PROBLEM DESCRIPTION:
Report only the number of lines in the rows below that contain the string "instances", matching case exactly.

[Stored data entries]
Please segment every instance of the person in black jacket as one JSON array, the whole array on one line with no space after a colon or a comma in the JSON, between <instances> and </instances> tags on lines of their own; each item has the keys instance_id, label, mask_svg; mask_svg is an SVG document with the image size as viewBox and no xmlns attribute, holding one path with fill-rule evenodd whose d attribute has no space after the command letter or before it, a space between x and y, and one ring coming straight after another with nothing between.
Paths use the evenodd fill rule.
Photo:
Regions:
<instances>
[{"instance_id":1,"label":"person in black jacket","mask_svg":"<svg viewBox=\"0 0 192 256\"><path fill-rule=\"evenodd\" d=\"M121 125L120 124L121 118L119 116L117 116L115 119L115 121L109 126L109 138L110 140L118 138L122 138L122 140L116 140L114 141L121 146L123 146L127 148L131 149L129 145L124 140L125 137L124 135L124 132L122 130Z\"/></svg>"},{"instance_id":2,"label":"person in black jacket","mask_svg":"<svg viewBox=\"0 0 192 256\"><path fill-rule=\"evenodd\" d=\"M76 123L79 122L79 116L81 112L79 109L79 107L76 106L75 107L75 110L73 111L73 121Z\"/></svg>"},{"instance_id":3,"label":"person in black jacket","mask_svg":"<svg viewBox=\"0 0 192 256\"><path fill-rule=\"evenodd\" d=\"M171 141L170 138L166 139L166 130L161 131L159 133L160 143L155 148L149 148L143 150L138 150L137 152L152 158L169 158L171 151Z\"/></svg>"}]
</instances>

RESPONSE FOR THIS EXERCISE:
3